- _What to do_: Restate word for word the lines from the one containing "The service MUST place one dot on the scattered" through the end of the listing below, with both ends included.

- _Data for analysis_:
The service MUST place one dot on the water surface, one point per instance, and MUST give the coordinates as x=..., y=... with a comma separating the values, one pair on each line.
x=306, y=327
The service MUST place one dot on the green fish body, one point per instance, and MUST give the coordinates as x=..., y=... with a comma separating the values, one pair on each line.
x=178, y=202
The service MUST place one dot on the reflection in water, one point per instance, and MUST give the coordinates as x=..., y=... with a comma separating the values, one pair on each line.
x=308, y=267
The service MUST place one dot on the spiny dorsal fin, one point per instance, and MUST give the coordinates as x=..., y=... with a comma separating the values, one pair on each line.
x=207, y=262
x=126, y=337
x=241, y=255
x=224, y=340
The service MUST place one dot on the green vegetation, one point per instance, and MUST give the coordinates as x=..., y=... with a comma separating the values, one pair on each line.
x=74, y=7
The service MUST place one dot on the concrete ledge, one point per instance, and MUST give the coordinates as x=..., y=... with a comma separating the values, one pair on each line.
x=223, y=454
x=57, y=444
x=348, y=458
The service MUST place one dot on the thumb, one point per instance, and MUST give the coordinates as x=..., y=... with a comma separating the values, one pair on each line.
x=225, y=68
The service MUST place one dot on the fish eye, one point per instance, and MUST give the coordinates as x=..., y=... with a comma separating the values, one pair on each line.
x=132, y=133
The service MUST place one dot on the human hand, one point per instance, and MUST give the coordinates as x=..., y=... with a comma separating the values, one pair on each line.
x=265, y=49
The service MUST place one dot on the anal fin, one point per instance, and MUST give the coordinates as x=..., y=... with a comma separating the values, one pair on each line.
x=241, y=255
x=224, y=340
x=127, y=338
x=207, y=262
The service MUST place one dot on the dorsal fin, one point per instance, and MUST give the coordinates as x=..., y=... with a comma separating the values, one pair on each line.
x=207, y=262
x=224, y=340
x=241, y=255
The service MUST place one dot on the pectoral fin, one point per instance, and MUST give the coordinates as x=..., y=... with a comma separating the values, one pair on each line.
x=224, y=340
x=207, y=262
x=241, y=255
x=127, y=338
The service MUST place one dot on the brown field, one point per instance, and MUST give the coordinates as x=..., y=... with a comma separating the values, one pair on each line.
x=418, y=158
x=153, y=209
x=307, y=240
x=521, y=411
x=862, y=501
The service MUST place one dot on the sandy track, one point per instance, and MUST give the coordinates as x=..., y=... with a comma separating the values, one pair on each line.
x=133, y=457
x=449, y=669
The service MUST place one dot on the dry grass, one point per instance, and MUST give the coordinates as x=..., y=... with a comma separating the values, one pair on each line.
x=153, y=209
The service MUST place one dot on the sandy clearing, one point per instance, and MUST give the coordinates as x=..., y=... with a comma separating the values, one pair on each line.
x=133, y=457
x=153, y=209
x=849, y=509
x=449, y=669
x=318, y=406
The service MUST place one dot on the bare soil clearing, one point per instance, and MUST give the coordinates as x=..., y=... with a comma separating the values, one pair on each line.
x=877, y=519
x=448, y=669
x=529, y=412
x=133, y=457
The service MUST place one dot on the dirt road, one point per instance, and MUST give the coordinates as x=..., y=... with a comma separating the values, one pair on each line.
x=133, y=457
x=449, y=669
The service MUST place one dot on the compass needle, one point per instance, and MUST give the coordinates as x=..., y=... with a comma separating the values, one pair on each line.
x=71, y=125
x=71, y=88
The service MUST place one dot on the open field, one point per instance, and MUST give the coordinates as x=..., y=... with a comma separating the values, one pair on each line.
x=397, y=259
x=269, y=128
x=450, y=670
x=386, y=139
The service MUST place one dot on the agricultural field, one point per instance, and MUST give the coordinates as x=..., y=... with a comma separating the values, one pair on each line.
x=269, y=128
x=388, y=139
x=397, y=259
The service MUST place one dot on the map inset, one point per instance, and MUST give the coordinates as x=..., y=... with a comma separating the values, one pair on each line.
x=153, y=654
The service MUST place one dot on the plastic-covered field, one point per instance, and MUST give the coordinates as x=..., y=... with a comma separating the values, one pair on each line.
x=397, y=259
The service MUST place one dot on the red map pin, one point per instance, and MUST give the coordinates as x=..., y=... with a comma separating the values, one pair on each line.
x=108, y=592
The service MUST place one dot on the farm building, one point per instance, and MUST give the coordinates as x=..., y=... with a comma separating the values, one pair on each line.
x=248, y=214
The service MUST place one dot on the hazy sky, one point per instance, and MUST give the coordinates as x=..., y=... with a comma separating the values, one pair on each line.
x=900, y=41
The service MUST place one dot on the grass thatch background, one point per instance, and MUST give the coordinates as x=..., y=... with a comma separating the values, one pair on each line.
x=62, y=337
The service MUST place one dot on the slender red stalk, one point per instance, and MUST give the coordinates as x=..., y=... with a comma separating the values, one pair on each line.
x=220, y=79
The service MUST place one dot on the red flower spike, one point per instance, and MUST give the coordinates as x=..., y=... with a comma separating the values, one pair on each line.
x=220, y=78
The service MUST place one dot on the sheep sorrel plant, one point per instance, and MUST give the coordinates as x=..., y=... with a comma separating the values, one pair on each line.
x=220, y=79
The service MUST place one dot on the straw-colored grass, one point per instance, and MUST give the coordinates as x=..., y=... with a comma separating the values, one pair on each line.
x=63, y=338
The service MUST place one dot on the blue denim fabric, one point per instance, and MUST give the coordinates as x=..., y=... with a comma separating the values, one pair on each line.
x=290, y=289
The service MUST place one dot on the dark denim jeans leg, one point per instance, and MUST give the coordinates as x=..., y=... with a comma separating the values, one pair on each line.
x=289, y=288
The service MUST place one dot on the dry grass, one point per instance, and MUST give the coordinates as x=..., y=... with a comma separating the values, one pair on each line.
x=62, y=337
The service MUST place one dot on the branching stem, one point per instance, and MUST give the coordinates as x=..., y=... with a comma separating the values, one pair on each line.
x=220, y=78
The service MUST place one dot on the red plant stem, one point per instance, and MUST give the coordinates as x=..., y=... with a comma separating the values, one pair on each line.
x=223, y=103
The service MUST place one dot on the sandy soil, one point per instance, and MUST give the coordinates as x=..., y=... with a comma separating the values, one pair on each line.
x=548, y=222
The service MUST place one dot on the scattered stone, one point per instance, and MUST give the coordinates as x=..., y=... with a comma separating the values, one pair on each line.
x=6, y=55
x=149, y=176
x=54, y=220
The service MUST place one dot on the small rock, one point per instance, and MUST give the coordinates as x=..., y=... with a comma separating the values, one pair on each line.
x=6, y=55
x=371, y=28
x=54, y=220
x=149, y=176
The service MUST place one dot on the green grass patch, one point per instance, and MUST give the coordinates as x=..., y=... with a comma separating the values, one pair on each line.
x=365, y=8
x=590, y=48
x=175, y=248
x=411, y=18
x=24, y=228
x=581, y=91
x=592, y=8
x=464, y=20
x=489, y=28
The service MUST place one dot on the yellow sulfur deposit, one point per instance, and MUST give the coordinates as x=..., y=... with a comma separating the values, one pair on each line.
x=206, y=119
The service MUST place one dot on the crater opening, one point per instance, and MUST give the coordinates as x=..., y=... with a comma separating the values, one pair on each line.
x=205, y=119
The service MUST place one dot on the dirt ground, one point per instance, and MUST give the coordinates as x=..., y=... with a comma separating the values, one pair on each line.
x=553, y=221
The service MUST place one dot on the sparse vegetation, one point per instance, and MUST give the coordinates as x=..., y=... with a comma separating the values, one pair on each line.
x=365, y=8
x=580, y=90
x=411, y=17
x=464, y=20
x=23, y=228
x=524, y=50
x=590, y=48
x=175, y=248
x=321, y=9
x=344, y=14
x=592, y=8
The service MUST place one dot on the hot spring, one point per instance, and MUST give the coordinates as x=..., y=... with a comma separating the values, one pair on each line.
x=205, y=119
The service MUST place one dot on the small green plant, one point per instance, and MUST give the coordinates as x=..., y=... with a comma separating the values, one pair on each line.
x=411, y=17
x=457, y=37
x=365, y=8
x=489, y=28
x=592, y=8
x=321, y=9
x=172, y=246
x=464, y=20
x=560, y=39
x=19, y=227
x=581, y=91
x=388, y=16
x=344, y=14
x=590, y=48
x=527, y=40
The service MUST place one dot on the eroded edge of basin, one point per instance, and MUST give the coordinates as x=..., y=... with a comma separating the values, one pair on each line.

- _Task output_:
The service MUST place one dot on the scattered stone, one point per instance, and MUST give the coordinates as x=..., y=... with a comma separating the values, one pair on each line.
x=6, y=55
x=149, y=176
x=54, y=220
The service MUST place one dot on the small rock, one point per instance, and MUST give the coordinates as x=..., y=... with a comma separating the values, one pair on each line.
x=6, y=55
x=371, y=28
x=54, y=220
x=149, y=176
The service MUST place one dot on the green grass patch, one point per instance, and MUST give the coordinates as x=..., y=... with a comma separating the values, one pair on each line.
x=365, y=8
x=590, y=48
x=175, y=248
x=411, y=18
x=24, y=228
x=581, y=91
x=592, y=8
x=464, y=20
x=489, y=28
The service MUST place one dot on the yellow sulfur deposit, one point per instance, and MUST give the coordinates as x=..., y=... with a comma separating the values, one pair on each line.
x=206, y=119
The service MUST place one dot on the crater opening, one point per instance, and MUST give the coordinates as x=..., y=... with a comma separating the values, one pair on each line.
x=205, y=119
The service MUST place one dot on the dirt ground, one point per instance, and MUST give the coordinates as x=..., y=... with a comma separating the values, one pair on each line.
x=553, y=221
The service MUST place one dot on the sparse vegetation, one point per instance, and MUST give the coordinates as x=..., y=... with a comma separating the values, one pair on each line.
x=365, y=8
x=580, y=90
x=411, y=17
x=464, y=20
x=23, y=228
x=524, y=50
x=590, y=48
x=175, y=248
x=321, y=9
x=344, y=14
x=592, y=8
The service MUST place one dot on the hot spring, one point per instance, and MUST give the coordinates as x=..., y=... with a comma separating the values, one pair on each line.
x=205, y=119
The service MUST place one dot on the small green plant, one point per instance, and MUST give the coordinates as x=..., y=... with a comma separating the values, one pair on each line.
x=411, y=17
x=457, y=37
x=365, y=8
x=489, y=28
x=592, y=8
x=321, y=9
x=172, y=246
x=464, y=20
x=560, y=39
x=19, y=227
x=581, y=91
x=388, y=16
x=344, y=14
x=590, y=48
x=527, y=40
The service MUST place one dot on the eroded edge of basin, one point per instance, and MUST give the coordinates as x=..., y=... with a comma separating the values, one pair on each line.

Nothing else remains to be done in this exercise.